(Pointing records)
-*-
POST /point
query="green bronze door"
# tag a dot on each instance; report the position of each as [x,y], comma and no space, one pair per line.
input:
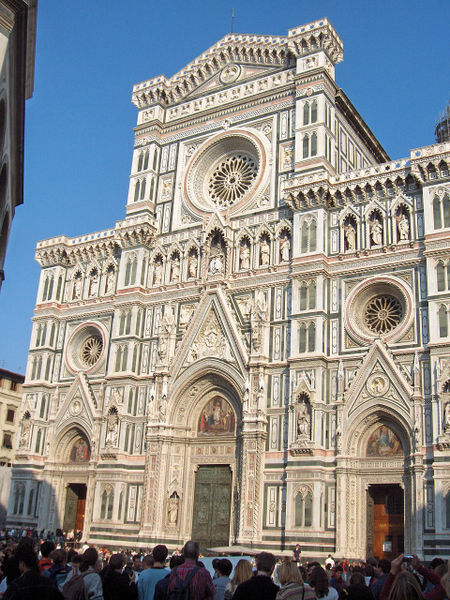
[212,502]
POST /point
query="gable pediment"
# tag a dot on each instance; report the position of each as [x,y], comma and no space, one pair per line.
[378,379]
[80,404]
[212,333]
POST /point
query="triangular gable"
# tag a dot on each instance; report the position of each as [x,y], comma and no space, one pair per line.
[211,333]
[79,404]
[378,377]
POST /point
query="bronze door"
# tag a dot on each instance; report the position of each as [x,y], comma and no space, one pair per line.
[212,503]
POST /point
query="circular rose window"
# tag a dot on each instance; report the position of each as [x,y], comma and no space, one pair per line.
[226,171]
[91,350]
[379,308]
[231,179]
[85,348]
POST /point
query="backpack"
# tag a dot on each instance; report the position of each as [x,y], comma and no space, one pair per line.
[73,589]
[180,590]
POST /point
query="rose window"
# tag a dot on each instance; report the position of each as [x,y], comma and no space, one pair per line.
[383,313]
[91,350]
[231,179]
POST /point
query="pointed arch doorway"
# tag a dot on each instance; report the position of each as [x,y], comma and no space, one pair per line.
[211,517]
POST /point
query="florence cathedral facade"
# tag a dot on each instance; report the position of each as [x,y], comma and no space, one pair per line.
[258,353]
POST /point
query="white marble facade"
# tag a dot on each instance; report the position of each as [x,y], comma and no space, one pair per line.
[273,260]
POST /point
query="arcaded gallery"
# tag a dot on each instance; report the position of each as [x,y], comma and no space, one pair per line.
[258,353]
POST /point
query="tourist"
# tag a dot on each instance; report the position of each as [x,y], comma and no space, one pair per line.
[224,568]
[242,572]
[163,584]
[149,577]
[296,553]
[384,566]
[93,589]
[292,585]
[261,585]
[318,580]
[30,584]
[357,589]
[59,570]
[45,563]
[401,584]
[189,573]
[117,585]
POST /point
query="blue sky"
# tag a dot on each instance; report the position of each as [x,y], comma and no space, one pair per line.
[79,122]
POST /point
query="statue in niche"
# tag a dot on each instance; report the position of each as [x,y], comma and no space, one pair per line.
[403,227]
[93,281]
[109,281]
[216,264]
[285,249]
[264,252]
[447,418]
[350,236]
[172,510]
[376,232]
[76,294]
[112,428]
[244,257]
[303,421]
[157,272]
[175,270]
[192,266]
[25,433]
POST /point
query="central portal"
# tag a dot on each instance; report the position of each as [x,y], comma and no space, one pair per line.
[212,504]
[75,507]
[385,521]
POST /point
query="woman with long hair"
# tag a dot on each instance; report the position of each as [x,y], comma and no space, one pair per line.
[242,572]
[401,584]
[292,586]
[318,580]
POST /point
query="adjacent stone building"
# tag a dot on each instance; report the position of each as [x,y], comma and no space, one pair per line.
[258,353]
[17,50]
[10,401]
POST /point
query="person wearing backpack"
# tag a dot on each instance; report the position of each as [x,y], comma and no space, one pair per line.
[189,581]
[87,585]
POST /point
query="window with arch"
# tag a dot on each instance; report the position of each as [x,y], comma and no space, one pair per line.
[441,211]
[307,337]
[107,504]
[308,235]
[443,321]
[310,112]
[303,509]
[307,291]
[443,276]
[130,270]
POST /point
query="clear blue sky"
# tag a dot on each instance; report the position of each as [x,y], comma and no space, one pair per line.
[79,122]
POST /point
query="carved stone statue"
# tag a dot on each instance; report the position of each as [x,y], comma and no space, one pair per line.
[76,295]
[192,266]
[376,232]
[447,418]
[93,282]
[264,252]
[25,433]
[157,273]
[244,257]
[109,281]
[285,249]
[303,423]
[216,264]
[175,271]
[112,429]
[172,511]
[350,236]
[403,227]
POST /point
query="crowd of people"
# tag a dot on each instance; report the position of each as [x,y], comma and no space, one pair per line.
[33,569]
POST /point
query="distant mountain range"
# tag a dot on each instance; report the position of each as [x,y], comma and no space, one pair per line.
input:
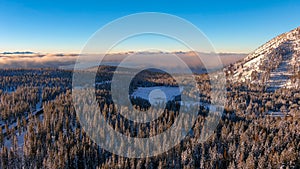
[274,65]
[17,53]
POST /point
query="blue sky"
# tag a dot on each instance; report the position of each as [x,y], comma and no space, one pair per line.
[65,26]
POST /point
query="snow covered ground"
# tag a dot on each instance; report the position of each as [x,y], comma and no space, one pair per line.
[157,94]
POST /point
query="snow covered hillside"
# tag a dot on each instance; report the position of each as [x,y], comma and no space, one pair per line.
[274,65]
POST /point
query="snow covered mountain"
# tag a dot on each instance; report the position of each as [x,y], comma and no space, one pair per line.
[275,64]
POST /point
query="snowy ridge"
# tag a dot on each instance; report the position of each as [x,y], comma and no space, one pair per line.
[274,65]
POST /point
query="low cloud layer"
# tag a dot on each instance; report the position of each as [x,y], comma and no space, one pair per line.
[67,61]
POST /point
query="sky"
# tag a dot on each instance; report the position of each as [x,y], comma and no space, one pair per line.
[65,26]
-*-
Task description: Return the whole listing, word for word, and leave out every picture.

Response to this task:
POST /point
query="green bronze door"
# tag a dot on each instance; report the position of each as [x,y], comma and no space, one pair per line.
input:
[212,502]
POST /point
query="gable pediment"
# tag a dot on each instance; report the position of each as [x,y], comma and no space, one pair per line.
[378,379]
[80,404]
[212,333]
POST /point
query="triangular gable"
# tag a dot on each instance; report the position of each as [x,y], comma and no space, one pair per line.
[211,333]
[79,404]
[378,377]
POST /point
query="bronze door"
# tag a dot on each instance; report the position of each as [x,y], comma and no space, one pair per line.
[212,503]
POST /point
query="circular rose window"
# tag a dot on each instance; report the position of each as [x,y], comma and no space, one pair per line.
[226,171]
[91,350]
[379,308]
[231,179]
[85,348]
POST /point
query="backpack"
# tag a dot on each instance; report the position of each as [x,y], comma and no space, one pair per line.
[73,589]
[180,590]
POST /point
query="rose window"
# tag a dot on each instance; report the position of each as [x,y], comma and no space, one pair per line.
[383,313]
[91,350]
[231,179]
POST /point
query="pointed arch doorway"
# tag a dot on each instance; report the position of each as [x,y], comma and no space, one pair per line.
[211,517]
POST /point
query="florence cathedral facade"
# tag a dot on each instance; report the position of each as [x,y], comma and no space, one pair per line.
[258,353]
POST /point
query="white marble facade"
# tag a dot on each instance; report the position of each as [x,y], comma and no space, one pair per line.
[273,260]
POST /point
query="arcaded gallery"
# tag a dot on each instance; report the position of each as [x,y], comma and no space, one pair per line.
[258,353]
POST /point
query="tourist"
# tag a dot on each instance; report the position of each as [x,y], comma and no space, one pair per line.
[224,568]
[242,572]
[163,584]
[149,577]
[296,553]
[384,566]
[93,589]
[292,585]
[261,585]
[318,580]
[30,584]
[357,589]
[59,570]
[45,563]
[401,584]
[189,573]
[117,585]
POST /point
query="blue sky"
# tag a dot on each instance; report the position of each as [x,y], comma and no space, one pair per line.
[79,122]
POST /point
query="statue in niche"
# tag a dot on each instance; report the position of each as [x,y], comma and no space, one pair per line.
[403,227]
[93,281]
[109,281]
[216,264]
[285,249]
[264,252]
[447,418]
[350,236]
[172,510]
[376,232]
[76,294]
[112,428]
[244,257]
[303,421]
[157,272]
[175,270]
[192,266]
[25,433]
POST /point
query="central portal"
# tag a dot on each instance; report the position of each as [x,y], comma and no space, one pair per line.
[212,504]
[75,507]
[385,521]
POST /point
query="woman with long hair"
# tag a dot on each instance; report the position of each as [x,y], comma and no space, one pair per line.
[242,572]
[401,584]
[292,586]
[318,580]
POST /point
query="adjacent stone building"
# tag a dot on each instance; report the position of each as [x,y], comma and no space, one pair per line.
[258,353]
[17,50]
[10,401]
POST /point
query="person wearing backpack"
# tag a dot on each instance; report the position of each as [x,y], comma and no space, one pair per line.
[189,581]
[87,585]
POST /point
query="window with arch"
# tag a dot on each instance; report the position of each as [x,y], comma and no space, one pair per line.
[441,211]
[307,337]
[107,504]
[308,235]
[443,321]
[310,112]
[303,509]
[307,291]
[443,276]
[130,270]
POST /point
query="clear blue sky"
# tag a dot on each instance; report the position of each as [x,y], comma and no space, one pair per line.
[79,122]
POST /point
query="carved stone statue"
# tag a dot on each instance; report the position of each as [x,y], comma and no space, one pair per line.
[76,295]
[192,266]
[376,232]
[447,418]
[93,282]
[264,252]
[25,433]
[157,273]
[244,257]
[109,281]
[285,249]
[303,423]
[216,264]
[175,271]
[112,429]
[172,511]
[350,236]
[403,227]
POST /point
query="crowd of people"
# tag a dot on each instance; report the position of each as [x,y], comma and no space, one pair per line.
[33,569]
POST /point
query="distant mountain range"
# tag a dot on each instance; report the position of each as [x,y], comma and no space, one pair per line.
input:
[274,65]
[17,53]
POST /point
query="blue sky"
# tag a dot on each instance; report the position of each as [x,y], comma and no space, one pair per line.
[65,26]
POST /point
query="snow covered ground"
# tag a dot on each instance; report the position of each as [x,y], comma and no space, one pair per line.
[157,94]
POST /point
query="snow covered hillside"
# tag a dot on each instance; report the position of each as [x,y], comma and no space, one pair per line.
[274,65]
POST /point
query="snow covered mountain"
# tag a dot on each instance; report the position of each as [x,y], comma and no space, one pair per line.
[275,64]
POST /point
query="snowy ridge"
# tag a dot on each instance; report the position of each as [x,y], comma and no space, one pair per line.
[274,65]
POST /point
query="low cloud layer"
# tag a dot on each instance; report the position of each as [x,y], comma and no space, one pair per line.
[67,61]
POST /point
query="sky"
# tag a dot on each instance; report the position of each as [x,y], comma and no space, one pair per line.
[65,26]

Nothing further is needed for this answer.